A block of data
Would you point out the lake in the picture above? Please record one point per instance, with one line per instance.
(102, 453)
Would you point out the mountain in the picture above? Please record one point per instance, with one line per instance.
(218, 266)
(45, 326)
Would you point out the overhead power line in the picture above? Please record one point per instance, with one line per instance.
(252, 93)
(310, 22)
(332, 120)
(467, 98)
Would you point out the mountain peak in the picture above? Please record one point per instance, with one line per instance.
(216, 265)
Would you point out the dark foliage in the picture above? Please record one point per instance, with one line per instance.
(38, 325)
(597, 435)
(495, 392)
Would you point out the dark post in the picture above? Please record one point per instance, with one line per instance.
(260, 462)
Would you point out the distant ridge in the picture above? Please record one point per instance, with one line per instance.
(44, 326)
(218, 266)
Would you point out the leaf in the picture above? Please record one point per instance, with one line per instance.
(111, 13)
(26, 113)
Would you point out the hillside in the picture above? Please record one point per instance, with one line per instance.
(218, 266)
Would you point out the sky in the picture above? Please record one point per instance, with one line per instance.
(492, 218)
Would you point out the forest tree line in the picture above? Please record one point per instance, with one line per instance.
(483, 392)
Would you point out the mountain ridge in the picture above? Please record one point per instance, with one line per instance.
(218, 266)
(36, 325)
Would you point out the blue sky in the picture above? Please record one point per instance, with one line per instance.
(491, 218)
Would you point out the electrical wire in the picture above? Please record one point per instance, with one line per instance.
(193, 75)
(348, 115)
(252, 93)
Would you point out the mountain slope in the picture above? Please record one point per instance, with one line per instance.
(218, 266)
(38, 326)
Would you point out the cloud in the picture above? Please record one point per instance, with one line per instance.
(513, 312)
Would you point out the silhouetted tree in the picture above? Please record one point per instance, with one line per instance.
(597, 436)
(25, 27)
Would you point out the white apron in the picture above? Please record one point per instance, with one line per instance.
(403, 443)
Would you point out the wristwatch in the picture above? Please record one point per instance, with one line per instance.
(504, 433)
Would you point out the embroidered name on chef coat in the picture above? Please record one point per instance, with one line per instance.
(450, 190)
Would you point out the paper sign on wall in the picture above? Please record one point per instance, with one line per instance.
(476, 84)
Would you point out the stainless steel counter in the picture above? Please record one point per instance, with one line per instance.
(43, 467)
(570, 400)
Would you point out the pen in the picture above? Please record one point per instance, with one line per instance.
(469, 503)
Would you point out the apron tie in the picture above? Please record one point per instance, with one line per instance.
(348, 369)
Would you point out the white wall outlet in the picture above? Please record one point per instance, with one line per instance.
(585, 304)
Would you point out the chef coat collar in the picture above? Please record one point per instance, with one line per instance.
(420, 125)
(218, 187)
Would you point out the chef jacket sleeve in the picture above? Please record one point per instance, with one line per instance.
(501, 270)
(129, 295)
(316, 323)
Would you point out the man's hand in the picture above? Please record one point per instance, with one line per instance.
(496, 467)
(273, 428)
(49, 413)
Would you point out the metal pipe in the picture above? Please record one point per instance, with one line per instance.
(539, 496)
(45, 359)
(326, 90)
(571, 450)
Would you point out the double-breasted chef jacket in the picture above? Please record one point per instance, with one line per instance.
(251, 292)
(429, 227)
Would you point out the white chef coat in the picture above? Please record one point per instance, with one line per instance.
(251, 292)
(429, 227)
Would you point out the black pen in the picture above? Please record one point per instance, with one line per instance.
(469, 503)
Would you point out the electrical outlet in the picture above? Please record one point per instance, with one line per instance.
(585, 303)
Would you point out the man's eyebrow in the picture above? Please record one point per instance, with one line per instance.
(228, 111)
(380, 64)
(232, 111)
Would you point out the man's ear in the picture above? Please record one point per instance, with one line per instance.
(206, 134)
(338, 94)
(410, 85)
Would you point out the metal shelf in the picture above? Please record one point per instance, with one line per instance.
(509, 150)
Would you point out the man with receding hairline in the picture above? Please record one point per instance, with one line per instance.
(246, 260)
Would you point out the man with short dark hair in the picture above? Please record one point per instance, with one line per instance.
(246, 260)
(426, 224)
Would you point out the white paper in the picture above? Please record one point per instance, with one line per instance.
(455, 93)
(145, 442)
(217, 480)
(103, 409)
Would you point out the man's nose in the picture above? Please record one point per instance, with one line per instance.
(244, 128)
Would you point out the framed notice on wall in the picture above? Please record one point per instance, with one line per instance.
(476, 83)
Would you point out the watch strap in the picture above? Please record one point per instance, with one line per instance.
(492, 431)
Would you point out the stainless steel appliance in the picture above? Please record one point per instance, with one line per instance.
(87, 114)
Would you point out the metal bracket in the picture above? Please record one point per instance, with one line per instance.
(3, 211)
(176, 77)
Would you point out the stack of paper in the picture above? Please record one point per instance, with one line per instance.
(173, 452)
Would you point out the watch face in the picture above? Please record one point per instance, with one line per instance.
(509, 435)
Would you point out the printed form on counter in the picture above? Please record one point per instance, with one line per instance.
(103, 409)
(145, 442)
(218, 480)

TO BE DONE:
Rewrite every line of the listing above as a numbered list and drop any blank lines.

FULL ANSWER:
1. Would you point out the lake in the picture above? Please record one point per instance, with one line per instance.
2. (102, 453)
3. Would you point out the mountain in the picture above? Please record one point per instance, with one line per instance.
4. (218, 266)
5. (45, 326)
6. Would you point out the overhead power line in the picture above? Please record one point per instance, with one line per instance.
7. (252, 93)
8. (310, 22)
9. (332, 120)
10. (467, 98)
11. Would you point out the mountain peak in the picture above? Please record one point per instance, with one line per instance.
12. (216, 265)
13. Would you point out the dark foliage in the picture above? Please record one point per instance, with one line per instance.
14. (38, 325)
15. (597, 435)
16. (495, 392)
17. Would you point out the dark post in the picture above? Please record one point per instance, with one line per instance.
18. (260, 462)
19. Would you point out the distant ridge in the picture above? Please record one point per instance, with one line per instance.
20. (44, 326)
21. (218, 266)
22. Would you point out the leaf in the picture above? Please record one point per instance, with one line per instance.
23. (111, 13)
24. (26, 113)
25. Would you point out the hillside in the picture above? Please record one point per instance, with one line per instance.
26. (218, 266)
27. Would you point out the sky in the picture above? Please record one point per instance, with one line per instance.
28. (492, 218)
29. Would you point out the forest tree line in the picture above? Please record one point per instance, with one line per instance.
30. (483, 392)
31. Would you point out the mountain ridge in the picture above? Please record one point per instance, with one line per instance.
32. (218, 266)
33. (36, 325)
34. Would you point out the blue sky in the picture above? Please record one point per instance, with one line per instance.
35. (491, 218)
36. Would you point out the electrical wire in the picture above? Please record one point per instance, with one line per instance.
37. (193, 75)
38. (348, 115)
39. (252, 93)
40. Would you point out the mountain slope in the picture above? Please record one point per instance, with one line per instance.
41. (218, 266)
42. (38, 326)
43. Would you point out the cloud in the picture above? Please record one point per instance, with one line per instance.
44. (513, 312)
45. Would you point out the silhouetted tree in the picture above? Please record one point per instance, with one line per instance.
46. (597, 436)
47. (25, 27)
48. Would you point out the white apron in the picture above? Please record one point per instance, with one line per instance.
49. (403, 443)
50. Would you point out the wristwatch in the picture above? Please record one point per instance, with one line per instance.
51. (504, 433)
52. Would you point out the embroidered name on chef coat in the picture above? Please record one point per instance, with one line per instance.
53. (450, 190)
54. Would you point out the paper sign on wall in the picture above? Please record one point per instance, with one line per instance.
55. (476, 84)
56. Would you point out the stainless steel counter in the picture above? Please record one point per instance, with one line per instance.
57. (43, 467)
58. (570, 400)
59. Would you point out the pen in the picture above? Please record one point per instance, with one line per instance.
60. (469, 503)
61. Would you point out the apron tie in the picture above? Please record one point per instance, with one line per instance.
62. (348, 369)
63. Would you point out the white wall outlet in the picture above? Please record one point per instance, with one line per instance.
64. (585, 304)
65. Would you point out the chef coat collar in the picture above? Please record one point per instance, with one line per instance.
66. (420, 125)
67. (218, 187)
68. Would you point out the chef jacket sleeve in the picture above? Please record one point per instance, with one line per instance.
69. (501, 270)
70. (129, 295)
71. (316, 323)
72. Would you point out the man's hand in the picture above? Please record one point per instance, with one line per instance.
73. (496, 467)
74. (273, 428)
75. (49, 413)
76. Would you point out the metal pipe in the picture above? Please record one point per instance, with one line per instance.
77. (539, 496)
78. (45, 359)
79. (326, 90)
80. (571, 450)
81. Would you point out the double-breasted chef jacket in the picture above? Please record one point per instance, with one line per instance.
82. (251, 292)
83. (429, 227)
84. Would you point out the white chef coat in the picture above? Please record one point per instance, with one line per instance.
85. (251, 292)
86. (429, 227)
87. Would you point out the black pen in the picture above? Please record one point per instance, with one line per instance.
88. (469, 503)
89. Would you point out the electrical outlet in the picture above? Please record one point per instance, with one line per instance.
90. (585, 303)
91. Would you point out the man's eyebrow in the picture above? Please record one point per instance, with one line per instance.
92. (228, 111)
93. (380, 64)
94. (232, 111)
95. Would you point out the man's ear in the picture above? Please record one point per instance, with one line per instance.
96. (206, 134)
97. (338, 94)
98. (410, 85)
99. Would you point out the metal shelf in the picture above? Please record one point per instance, with one line per instance.
100. (509, 150)
101. Would you point out the man with receding hairline in the picture above? Please record one point per instance, with one line per instance.
102. (246, 260)
103. Would you point out the man with short dark hair in the picture above? Please record one point per instance, with one line per instance.
104. (246, 260)
105. (426, 224)
106. Would you point out the white paper in the picture above? Please record one point per instance, with one line per instance.
107. (455, 93)
108. (145, 442)
109. (217, 480)
110. (103, 409)
111. Would you point out the man's nose in the picture above? Please record one point per instance, with one line per instance.
112. (244, 128)
113. Would you point out the framed notice on wall in the picture above? Please record one point per instance, with one line per instance.
114. (476, 83)
115. Would you point out the watch strap in the picture above? Please record one point per instance, with one line per instance.
116. (492, 431)
117. Would you point out the stainless steel appliance in the picture above? Please record one point per instance, with one line per instance.
118. (87, 114)
119. Would you point out the metal bracket in the picture above? Please record one point per instance, with one line per instance.
120. (3, 211)
121. (176, 77)
122. Would you point out the stack of paper in the picture above? Please record one point per instance, with one line per instance.
123. (173, 452)
124. Would you point out the watch face in the picture above? Please record one point per instance, with one line per instance.
125. (509, 435)
126. Would you point out the printed form on counter in the picture above? Please record one point per instance, with one line per instance.
127. (103, 409)
128. (145, 442)
129. (218, 480)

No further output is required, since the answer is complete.